**Trecho do texto:**
***
Era um encantamento para mim, principalmente na subida da rampa e ao entrar no tunelzinho de acesso às arquibancadas – experiência fascinante para qualquer criança. Não conversávamos muito, uma pena – ele falava pouco. Invariavelmente eu ganhava um cachorro quente Geneal e um refrigerante de copo. Os bares eram bem simples, vendia-se também pacotinhos de batata frita e pele de porco. Na entrada do estádio, amendoim torrado e laranja – a descascada era mais cara. Uma nuvem de pó de arroz, todos ficavam esbranquiçados, os pequenininhos tinham medo do Careca e a beleza era indescritível.

Depois das partidas, pegávamos o 434 até Copacabana, Siqueira Campos. Meu pai comprava uma pizza Bella Blu e comíamos em casa, numa mesinha de mármore – talvez a única valiosa na pequena casa. Minha mãe adorava. Éramos nós três e nossos pequenos momentos divertidos.
***
**Tarefas a cumprir:**
(a) Para cada afirmação a seguir, responda sim ou não conforme ela esteja de acordo com o relato sobre as idas ao estádio, e cite literalmente as palavras do relato que decidem a resposta. (i) Na entrada do estádio, a laranja descascada custava mais do que a outra. (ii) Depois das partidas, a volta para casa era feita a pé. (iii) O pai conversava bastante durante os jogos.
(b) Prolongue o relato sobre as idas ao estádio, seguindo a partir da última frase dele.

**Trechos de dados:**
***
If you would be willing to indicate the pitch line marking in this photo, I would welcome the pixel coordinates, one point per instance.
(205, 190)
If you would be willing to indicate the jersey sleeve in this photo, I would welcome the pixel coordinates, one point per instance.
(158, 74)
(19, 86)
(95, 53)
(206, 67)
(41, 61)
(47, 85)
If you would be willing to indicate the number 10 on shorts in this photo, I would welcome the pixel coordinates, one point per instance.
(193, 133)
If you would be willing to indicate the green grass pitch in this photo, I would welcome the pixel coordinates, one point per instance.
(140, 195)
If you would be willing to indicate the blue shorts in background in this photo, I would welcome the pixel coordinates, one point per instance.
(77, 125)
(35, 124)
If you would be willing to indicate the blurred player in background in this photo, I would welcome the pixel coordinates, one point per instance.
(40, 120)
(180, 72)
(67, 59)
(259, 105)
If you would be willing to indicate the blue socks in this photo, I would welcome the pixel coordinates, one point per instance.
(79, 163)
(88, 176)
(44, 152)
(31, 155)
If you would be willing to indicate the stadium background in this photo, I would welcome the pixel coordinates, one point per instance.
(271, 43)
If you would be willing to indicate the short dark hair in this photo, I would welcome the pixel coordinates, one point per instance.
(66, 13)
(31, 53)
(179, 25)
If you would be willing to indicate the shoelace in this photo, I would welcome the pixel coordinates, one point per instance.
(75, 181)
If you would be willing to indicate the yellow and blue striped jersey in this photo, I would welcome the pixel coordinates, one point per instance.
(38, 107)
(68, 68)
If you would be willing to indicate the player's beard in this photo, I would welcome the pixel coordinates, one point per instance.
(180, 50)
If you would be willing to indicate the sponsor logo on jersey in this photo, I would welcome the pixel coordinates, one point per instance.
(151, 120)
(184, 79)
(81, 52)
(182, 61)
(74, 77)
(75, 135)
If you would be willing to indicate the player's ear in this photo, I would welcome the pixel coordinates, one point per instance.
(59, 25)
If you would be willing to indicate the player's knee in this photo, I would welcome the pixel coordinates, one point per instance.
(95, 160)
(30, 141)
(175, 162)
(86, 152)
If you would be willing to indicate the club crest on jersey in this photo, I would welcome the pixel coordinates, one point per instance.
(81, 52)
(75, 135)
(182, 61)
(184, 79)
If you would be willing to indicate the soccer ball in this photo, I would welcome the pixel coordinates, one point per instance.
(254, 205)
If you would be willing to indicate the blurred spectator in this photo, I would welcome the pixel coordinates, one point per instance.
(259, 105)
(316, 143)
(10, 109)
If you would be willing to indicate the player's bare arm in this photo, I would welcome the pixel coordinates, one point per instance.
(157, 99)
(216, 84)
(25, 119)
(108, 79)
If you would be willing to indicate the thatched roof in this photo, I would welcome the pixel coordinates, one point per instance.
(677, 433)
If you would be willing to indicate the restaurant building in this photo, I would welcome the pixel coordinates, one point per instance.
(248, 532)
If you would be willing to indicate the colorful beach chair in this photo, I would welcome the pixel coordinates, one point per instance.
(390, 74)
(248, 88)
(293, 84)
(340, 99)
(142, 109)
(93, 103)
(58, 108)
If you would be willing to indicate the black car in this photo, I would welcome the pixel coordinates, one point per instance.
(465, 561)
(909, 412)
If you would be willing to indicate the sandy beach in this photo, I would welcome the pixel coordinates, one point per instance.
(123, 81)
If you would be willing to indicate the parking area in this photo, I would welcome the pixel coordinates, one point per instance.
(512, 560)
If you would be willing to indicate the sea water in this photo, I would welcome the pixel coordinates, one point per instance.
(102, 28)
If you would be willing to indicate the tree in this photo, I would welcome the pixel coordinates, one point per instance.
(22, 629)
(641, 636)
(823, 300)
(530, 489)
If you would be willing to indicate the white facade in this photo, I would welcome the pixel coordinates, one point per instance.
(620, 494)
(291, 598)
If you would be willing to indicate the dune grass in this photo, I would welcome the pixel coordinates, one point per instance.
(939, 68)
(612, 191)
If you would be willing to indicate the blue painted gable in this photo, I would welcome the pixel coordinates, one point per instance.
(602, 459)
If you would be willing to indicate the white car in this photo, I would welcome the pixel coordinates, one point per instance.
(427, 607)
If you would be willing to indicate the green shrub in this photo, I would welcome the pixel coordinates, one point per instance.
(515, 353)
***
**Respostas:**
(a)
(i) Sim: "a descascada era mais cara".
(ii) Não: "pegávamos o 434 até Copacabana, Siqueira Campos".
(iii) Não: "Não conversávamos muito, uma pena – ele falava pouco."

(b)
Meu pai era silencioso e crítico. Queria jogadores melhores no Fluminense. Reclamava da mediocridade de alguns. Era o ano de 1979. O Flu se ressentia do fim da Máquina, muitos jogadores eram jovens e não havia expectativa de um título estadual à vista – ninguém falava de campeonato brasileiro, Libertadores, não havia uma obsessão infinita com outras competições porque o campeonato carioca (na verdade, do Estado) era bom e disputado demais. Os times eram fortíssimos, os pequenos muitas vezes surpreendiam e jogar um clássico com cem mil torcedores era lugar comum. Hoje entendo meu pai: ele viu Telê, Didi, Carlos Alberto Torres, Gérson, Rivelino, Paulo Cezar Caju, Mário Sérgio. Tinha direito de ralhar, mas nada de restrito comportamento fundamentalista que se vê nas redes sociais, onde frases flácidas espumam baba ácida.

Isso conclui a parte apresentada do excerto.